◆ **Text for analysis**:
TAMPA (FOX 13) - As college students head back to campus, they're carrying a heavy burden. According to StudentLoanHero.com, Americans now owe almost $1.48-trillion – yes, trillion – in student loan debt.
Now, a handful of colleges and universities are experimenting with an alternative: Taking a slice of students' salaries after they graduate.
Once grads start working, they pay back a percentage of what they make for a set period of time in what's called an "income-share agreement."
"I think it's a good idea. You have an actual job, you can budget your money," local student Innara Basria observed.
Student Marina Martinez had questions. "I work in career services and there are so many diverse incomes and earning potentials for students. Is it one flat rate? Is it based on income? On the field they go into afterwards?"
Some people think the programs give colleges greater incentive to guide students to high-earning jobs after graduation. For others, the programs are seen as less risky than taking on student loans.
The length and the salary percentage can vary.
Norwich University, a private military college in Vermont, is the latest to give it a try. They're working with Vemo Education, a firm that's collaborating with around 30 public and private accredited colleges and universities, to design income-share programs.
But don't get too excited. This type of program can't sustain itself across an entire student population.
“Sounds great -- in theory,” USF economics professor Christopher Jones offered. "But then who pays for that?"
Jones uses the example of trying to fund medical school via income share. "If that has to come from the schools – if, for 8 years, that becomes a million-dollar education, that means you've got less money for engineers, economists – to fund people in other disciplines."
It would require either taxpayer dollars or private donors to fund it up front. That's why for those offering the program, it’s treated more like a scholarship the few and fabulous win, rather than a solution for the masses.

◆ **Your assignment**: Reproduce the full news story above about income-share agreements, word for word from the first line to the last.

◆ **Entries supplied**:
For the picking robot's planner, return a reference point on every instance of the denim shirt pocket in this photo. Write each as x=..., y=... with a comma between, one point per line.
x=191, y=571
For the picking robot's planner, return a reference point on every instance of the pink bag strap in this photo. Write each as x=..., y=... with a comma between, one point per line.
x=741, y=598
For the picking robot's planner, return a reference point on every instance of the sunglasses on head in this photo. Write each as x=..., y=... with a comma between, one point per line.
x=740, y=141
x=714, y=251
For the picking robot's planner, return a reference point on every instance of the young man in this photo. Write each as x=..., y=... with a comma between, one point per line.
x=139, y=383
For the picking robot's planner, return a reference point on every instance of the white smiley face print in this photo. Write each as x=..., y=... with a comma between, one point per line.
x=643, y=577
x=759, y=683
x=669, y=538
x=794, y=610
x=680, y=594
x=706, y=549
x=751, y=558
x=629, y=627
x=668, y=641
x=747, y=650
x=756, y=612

---

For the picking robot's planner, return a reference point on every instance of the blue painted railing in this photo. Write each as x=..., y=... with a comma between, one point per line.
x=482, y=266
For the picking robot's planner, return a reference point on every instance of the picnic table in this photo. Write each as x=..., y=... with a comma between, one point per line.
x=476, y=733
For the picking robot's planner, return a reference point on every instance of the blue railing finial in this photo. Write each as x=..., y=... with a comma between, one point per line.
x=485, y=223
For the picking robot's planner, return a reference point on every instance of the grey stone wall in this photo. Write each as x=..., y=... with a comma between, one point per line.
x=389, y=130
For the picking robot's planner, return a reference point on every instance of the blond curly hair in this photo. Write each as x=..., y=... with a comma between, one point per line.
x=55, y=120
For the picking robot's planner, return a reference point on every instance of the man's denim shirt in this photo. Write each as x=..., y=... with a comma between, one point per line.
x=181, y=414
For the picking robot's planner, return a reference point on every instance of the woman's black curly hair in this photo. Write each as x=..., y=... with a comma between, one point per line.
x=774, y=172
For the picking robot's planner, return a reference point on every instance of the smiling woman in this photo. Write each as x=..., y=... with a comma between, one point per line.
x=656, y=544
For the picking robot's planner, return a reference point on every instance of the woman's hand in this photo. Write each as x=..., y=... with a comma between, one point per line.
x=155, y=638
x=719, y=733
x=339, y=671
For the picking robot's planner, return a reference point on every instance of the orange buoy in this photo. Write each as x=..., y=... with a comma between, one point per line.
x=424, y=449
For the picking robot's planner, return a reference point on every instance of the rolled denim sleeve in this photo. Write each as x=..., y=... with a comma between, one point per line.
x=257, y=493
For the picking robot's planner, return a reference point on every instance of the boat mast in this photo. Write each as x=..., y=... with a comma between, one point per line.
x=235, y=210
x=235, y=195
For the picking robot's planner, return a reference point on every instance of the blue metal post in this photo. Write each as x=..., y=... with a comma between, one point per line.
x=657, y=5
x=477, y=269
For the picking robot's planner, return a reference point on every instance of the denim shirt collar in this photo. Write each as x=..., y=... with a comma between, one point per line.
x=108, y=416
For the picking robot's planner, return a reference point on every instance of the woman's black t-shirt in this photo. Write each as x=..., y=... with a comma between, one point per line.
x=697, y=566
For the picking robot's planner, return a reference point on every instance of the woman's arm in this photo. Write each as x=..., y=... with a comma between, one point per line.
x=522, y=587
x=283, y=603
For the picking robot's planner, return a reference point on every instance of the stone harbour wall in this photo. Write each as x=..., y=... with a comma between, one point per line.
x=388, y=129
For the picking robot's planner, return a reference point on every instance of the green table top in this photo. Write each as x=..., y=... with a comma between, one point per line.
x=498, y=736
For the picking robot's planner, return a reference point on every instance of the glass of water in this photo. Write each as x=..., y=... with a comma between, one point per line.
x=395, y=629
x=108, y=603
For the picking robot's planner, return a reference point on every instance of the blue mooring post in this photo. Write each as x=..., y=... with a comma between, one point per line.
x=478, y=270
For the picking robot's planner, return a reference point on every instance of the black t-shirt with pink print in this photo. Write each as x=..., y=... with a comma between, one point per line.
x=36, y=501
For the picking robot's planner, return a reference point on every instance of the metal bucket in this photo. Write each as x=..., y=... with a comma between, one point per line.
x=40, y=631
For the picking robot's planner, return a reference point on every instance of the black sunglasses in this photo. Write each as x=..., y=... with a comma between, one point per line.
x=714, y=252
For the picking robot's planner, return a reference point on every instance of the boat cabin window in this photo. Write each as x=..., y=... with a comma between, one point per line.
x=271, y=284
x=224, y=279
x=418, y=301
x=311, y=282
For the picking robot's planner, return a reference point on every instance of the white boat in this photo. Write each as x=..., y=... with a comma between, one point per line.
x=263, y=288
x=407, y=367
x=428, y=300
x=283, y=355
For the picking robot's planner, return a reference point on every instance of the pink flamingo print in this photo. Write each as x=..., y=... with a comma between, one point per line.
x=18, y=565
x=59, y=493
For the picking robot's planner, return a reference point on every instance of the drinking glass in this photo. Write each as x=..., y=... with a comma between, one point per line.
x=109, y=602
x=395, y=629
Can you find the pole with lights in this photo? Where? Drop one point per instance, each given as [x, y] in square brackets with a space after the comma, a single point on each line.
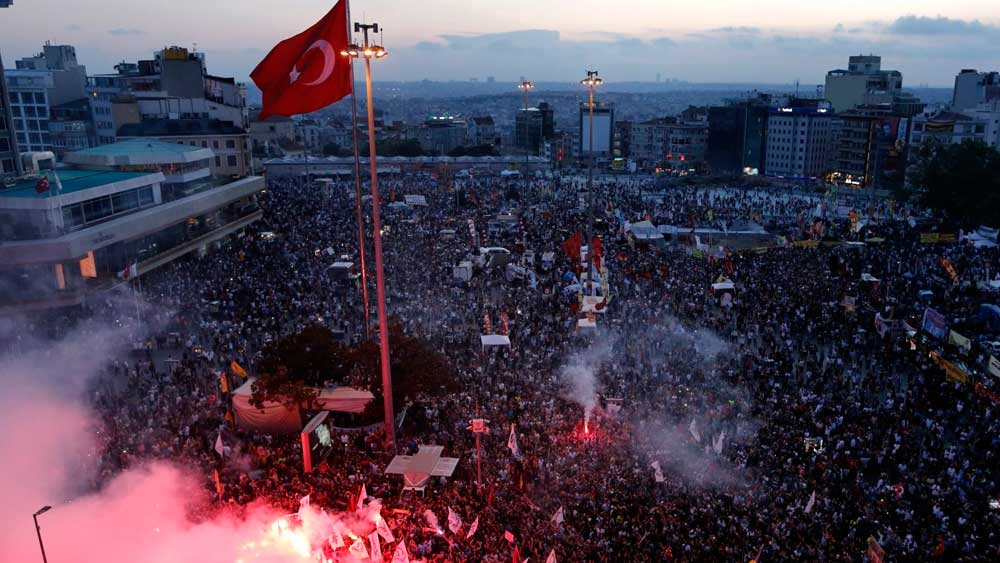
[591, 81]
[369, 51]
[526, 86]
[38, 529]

--

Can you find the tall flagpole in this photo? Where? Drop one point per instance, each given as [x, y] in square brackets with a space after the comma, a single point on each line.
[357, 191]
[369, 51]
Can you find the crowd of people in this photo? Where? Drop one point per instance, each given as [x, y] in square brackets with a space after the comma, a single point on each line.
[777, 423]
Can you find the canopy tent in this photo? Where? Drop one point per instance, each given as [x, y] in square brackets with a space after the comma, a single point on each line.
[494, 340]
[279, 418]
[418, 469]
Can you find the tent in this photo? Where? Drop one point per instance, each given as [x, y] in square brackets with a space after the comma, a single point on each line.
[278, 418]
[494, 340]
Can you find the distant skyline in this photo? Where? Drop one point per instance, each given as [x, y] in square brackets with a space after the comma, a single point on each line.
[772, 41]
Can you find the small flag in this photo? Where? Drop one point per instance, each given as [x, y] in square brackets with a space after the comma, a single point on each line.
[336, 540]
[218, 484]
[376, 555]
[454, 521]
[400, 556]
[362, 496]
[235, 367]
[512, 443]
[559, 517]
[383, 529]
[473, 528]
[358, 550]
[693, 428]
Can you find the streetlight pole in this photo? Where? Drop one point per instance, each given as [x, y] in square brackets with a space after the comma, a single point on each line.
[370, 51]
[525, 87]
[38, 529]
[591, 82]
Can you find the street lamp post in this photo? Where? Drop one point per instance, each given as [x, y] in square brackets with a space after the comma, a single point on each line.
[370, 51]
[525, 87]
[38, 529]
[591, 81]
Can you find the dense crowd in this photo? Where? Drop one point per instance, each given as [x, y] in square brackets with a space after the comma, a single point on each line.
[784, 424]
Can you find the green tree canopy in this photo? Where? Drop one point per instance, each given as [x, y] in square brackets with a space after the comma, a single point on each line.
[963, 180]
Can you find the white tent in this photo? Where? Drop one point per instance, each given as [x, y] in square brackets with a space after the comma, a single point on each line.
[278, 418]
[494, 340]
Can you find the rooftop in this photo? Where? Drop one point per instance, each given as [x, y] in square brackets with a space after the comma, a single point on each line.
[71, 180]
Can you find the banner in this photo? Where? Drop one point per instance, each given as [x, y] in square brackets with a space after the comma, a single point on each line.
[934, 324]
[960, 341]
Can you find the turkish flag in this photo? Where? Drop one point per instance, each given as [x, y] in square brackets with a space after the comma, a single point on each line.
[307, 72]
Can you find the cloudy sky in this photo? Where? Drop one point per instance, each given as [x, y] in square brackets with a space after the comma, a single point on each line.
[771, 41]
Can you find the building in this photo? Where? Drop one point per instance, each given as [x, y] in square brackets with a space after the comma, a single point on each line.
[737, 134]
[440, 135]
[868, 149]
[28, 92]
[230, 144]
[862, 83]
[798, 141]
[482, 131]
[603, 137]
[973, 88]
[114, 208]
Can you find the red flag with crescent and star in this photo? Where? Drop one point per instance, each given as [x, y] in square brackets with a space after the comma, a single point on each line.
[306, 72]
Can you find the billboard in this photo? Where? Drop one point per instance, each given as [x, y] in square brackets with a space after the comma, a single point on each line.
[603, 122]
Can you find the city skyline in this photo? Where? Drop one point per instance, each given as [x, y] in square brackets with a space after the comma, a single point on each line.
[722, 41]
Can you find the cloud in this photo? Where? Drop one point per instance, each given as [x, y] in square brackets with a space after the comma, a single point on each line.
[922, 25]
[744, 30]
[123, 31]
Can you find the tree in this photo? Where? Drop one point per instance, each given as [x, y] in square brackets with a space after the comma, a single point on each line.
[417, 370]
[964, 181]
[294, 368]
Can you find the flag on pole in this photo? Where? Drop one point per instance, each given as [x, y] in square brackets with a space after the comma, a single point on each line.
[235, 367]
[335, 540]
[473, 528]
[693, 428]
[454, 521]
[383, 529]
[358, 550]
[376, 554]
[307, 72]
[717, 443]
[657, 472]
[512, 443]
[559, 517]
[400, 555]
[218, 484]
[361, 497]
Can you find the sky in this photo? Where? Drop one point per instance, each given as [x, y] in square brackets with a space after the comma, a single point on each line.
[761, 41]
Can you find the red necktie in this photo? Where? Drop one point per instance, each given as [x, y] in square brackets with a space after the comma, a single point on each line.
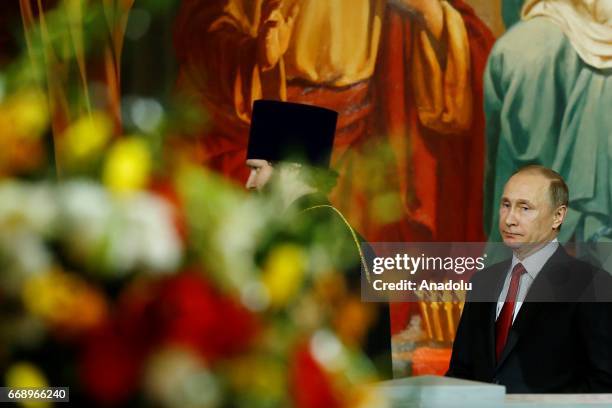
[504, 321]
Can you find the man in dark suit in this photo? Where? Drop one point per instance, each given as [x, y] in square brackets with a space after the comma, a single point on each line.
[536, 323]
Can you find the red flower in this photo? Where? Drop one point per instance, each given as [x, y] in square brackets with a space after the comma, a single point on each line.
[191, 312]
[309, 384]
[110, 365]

◆ **Problem solution**:
TAMPA (FOX 13) - As college students head back to campus, they're carrying a heavy burden. According to StudentLoanHero.com, Americans now owe almost $1.48-trillion – yes, trillion – in student loan debt.
Now, a handful of colleges and universities are experimenting with an alternative: Taking a slice of students' salaries after they graduate.
Once grads start working, they pay back a percentage of what they make for a set period of time in what's called an "income-share agreement."
"I think it's a good idea. You have an actual job, you can budget your money," local student Innara Basria observed.
Student Marina Martinez had questions. "I work in career services and there are so many diverse incomes and earning potentials for students. Is it one flat rate? Is it based on income? On the field they go into afterwards?"
Some people think the programs give colleges greater incentive to guide students to high-earning jobs after graduation. For others, the programs are seen as less risky than taking on student loans.
The length and the salary percentage can vary.
Norwich University, a private military college in Vermont, is the latest to give it a try. They're working with Vemo Education, a firm that's collaborating with around 30 public and private accredited colleges and universities, to design income-share programs.
But don't get too excited. This type of program can't sustain itself across an entire student population.
“Sounds great -- in theory,” USF economics professor Christopher Jones offered. "But then who pays for that?"
Jones uses the example of trying to fund medical school via income share. "If that has to come from the schools – if, for 8 years, that becomes a million-dollar education, that means you've got less money for engineers, economists – to fund people in other disciplines."
It would require either taxpayer dollars or private donors to fund it up front. That's why for those offering the program, it’s treated more like a scholarship the few and fabulous win, rather than a solution for the masses.